BEGIN

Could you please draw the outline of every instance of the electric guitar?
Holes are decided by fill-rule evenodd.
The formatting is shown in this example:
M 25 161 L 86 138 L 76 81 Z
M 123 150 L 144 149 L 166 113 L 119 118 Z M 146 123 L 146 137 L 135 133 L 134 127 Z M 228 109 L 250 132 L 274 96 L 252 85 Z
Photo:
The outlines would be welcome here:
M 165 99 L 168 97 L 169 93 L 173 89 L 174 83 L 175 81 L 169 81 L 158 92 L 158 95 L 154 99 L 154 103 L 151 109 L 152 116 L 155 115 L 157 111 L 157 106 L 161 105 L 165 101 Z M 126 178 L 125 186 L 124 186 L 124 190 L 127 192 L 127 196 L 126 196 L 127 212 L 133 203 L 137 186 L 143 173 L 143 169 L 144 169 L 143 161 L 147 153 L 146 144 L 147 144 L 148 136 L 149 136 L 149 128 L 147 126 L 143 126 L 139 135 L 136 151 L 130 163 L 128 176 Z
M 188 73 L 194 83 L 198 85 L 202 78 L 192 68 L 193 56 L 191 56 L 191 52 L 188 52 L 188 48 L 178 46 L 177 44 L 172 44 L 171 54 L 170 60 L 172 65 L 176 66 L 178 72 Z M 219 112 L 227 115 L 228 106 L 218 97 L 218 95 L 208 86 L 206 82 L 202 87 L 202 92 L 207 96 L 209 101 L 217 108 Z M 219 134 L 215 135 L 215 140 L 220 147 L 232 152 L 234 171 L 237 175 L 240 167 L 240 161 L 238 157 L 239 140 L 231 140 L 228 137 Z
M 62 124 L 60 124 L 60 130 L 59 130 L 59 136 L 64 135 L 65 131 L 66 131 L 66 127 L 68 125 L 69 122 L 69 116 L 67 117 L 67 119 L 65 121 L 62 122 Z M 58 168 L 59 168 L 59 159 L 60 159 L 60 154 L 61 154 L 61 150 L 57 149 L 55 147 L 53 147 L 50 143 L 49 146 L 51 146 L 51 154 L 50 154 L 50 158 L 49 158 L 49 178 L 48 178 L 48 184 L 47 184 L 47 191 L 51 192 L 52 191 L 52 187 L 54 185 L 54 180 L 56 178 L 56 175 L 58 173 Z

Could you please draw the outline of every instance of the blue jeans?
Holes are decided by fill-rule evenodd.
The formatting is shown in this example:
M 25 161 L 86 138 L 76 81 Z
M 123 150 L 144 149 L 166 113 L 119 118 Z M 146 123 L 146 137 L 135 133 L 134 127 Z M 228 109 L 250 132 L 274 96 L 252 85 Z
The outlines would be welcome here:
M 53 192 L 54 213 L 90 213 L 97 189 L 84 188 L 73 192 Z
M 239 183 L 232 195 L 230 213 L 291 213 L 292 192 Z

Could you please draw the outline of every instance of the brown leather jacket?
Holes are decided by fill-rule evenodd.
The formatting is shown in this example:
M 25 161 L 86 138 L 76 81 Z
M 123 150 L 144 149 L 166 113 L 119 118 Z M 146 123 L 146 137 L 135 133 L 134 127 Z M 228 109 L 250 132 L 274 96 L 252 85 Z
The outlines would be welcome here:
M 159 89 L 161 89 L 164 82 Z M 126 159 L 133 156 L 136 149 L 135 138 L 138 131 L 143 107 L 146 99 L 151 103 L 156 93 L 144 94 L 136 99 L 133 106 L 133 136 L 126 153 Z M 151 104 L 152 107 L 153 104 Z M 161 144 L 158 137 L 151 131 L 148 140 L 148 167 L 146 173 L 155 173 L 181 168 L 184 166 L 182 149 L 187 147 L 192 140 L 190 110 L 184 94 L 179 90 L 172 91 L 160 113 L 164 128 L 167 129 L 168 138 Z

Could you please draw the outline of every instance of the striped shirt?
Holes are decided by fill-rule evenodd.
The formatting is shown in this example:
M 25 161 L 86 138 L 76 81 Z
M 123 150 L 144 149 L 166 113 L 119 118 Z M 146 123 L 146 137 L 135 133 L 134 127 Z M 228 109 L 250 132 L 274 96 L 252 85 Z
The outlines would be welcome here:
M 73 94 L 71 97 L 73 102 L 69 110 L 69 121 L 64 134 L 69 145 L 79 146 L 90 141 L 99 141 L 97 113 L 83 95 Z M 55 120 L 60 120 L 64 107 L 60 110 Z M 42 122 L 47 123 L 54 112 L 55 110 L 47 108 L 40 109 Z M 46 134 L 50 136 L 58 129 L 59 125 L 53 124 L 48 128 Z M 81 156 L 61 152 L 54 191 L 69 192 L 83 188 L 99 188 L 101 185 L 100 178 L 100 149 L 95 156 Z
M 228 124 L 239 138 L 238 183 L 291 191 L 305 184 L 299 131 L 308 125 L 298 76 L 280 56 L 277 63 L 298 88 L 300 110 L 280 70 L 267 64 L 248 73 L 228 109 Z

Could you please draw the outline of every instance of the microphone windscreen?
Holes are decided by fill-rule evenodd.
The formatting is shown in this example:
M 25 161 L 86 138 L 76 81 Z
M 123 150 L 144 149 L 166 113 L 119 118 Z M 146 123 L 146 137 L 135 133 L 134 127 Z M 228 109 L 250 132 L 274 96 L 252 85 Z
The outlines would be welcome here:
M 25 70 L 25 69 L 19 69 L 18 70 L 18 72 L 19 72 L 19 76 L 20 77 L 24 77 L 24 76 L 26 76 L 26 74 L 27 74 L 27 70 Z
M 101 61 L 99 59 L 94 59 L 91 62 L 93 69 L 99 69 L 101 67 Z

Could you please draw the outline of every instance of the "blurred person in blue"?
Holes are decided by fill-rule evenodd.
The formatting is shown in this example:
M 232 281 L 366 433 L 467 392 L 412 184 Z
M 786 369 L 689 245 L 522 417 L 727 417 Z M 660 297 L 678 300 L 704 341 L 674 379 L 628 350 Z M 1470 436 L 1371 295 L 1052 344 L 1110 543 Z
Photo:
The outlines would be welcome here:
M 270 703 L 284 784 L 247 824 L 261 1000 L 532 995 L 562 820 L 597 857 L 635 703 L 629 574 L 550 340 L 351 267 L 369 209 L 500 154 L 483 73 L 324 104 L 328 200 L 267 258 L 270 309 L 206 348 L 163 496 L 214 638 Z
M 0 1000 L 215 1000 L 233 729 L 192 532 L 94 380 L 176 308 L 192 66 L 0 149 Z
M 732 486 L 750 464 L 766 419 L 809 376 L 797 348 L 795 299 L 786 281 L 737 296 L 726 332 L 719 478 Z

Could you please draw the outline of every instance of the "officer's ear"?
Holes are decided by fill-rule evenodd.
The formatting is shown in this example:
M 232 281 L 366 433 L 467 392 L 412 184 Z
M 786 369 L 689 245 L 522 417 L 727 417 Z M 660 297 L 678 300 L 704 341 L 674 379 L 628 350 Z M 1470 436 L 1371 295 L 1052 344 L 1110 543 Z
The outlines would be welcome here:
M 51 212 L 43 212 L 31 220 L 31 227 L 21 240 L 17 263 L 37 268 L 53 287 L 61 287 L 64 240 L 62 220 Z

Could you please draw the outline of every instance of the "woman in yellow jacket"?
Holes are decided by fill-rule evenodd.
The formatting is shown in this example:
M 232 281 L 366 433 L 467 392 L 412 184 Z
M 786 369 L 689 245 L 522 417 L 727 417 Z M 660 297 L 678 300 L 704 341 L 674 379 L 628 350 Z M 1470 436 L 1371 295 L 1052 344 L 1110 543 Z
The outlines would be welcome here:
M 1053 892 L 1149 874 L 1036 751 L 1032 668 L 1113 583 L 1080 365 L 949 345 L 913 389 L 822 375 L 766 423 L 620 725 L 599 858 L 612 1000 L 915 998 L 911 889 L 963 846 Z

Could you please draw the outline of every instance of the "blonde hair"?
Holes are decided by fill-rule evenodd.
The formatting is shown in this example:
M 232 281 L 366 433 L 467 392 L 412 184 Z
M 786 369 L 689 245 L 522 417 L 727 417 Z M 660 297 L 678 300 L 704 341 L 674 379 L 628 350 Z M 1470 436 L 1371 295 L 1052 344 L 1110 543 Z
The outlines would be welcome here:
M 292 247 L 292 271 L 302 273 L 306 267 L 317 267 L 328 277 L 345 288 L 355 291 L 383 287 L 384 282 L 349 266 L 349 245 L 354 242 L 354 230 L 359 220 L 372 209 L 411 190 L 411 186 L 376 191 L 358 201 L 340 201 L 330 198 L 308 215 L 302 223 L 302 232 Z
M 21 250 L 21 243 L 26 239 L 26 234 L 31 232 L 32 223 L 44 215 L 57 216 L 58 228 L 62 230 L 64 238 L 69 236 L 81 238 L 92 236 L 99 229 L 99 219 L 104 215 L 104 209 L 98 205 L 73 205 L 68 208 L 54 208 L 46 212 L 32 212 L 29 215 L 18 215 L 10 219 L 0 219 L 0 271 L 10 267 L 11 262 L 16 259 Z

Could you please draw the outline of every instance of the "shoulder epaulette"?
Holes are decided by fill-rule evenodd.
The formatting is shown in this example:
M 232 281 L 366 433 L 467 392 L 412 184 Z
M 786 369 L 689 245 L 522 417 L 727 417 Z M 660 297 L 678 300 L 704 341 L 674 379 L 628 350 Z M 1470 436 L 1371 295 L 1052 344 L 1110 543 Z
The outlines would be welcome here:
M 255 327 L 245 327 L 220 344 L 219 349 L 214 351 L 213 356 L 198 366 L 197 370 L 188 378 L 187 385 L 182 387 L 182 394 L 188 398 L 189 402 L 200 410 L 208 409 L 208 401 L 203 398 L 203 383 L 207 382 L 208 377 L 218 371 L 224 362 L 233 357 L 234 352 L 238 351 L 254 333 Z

END

▶ [Directions]: Every line that contains "jacket" should be copied out of the data.

▶ [Written solution]:
Could you please draw the outline of every instance of the brown leather jacket?
Could you please draw the outline of every instance of the "woman in yellow jacket"?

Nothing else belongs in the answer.